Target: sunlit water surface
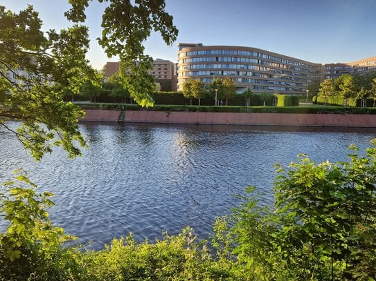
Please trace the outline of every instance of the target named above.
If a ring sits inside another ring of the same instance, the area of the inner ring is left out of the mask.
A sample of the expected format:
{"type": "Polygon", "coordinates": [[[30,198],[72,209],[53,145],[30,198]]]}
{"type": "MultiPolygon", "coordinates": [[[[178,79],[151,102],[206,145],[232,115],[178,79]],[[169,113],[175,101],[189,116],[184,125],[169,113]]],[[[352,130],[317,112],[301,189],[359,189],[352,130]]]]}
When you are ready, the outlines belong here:
{"type": "MultiPolygon", "coordinates": [[[[14,128],[19,125],[12,123],[14,128]]],[[[208,238],[215,217],[240,203],[234,194],[255,185],[262,204],[273,202],[274,164],[301,153],[316,162],[347,159],[373,130],[255,126],[80,125],[89,149],[71,160],[56,149],[35,162],[9,131],[0,129],[0,182],[25,168],[39,192],[52,191],[51,220],[80,242],[101,249],[132,232],[154,241],[163,230],[191,226],[208,238]]],[[[3,220],[3,219],[2,219],[3,220]]],[[[3,220],[0,228],[5,228],[3,220]]]]}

=-=-=-=-=

- GIVEN TASK
Format every line of the records above as a JSON list of strings, one string per line, skipping blank lines and omitting the pictures.

- FINAL RESULT
[
  "Target: sunlit water surface",
  "Please trace the outline of every instance of the target named above.",
  "If a ring sits inside another ring of the same instance, the area of the inner ring is left out of the mask.",
  "A sample of the expected format:",
  "{\"type\": \"Polygon\", \"coordinates\": [[[30,198],[72,209],[53,145],[30,198]]]}",
  "{\"type\": \"MultiPolygon\", \"coordinates\": [[[[178,79],[151,102],[206,145],[232,115],[178,79]],[[169,113],[175,101],[189,116],[184,125],[169,113]]],[[[352,130],[317,112],[301,189],[359,189],[352,130]]]]}",
  "When you are ready, the outlines belong here:",
  "{\"type\": \"MultiPolygon\", \"coordinates\": [[[[14,128],[19,125],[12,123],[14,128]]],[[[208,238],[215,217],[240,203],[234,194],[255,185],[262,204],[273,202],[274,164],[301,153],[316,162],[347,159],[373,130],[255,126],[80,125],[89,149],[71,160],[56,149],[35,162],[9,131],[0,129],[0,182],[25,168],[39,192],[52,191],[51,220],[80,242],[101,249],[132,232],[154,241],[163,230],[191,226],[208,238]]],[[[3,220],[3,219],[2,219],[3,220]]],[[[3,220],[0,228],[5,228],[3,220]]]]}"
]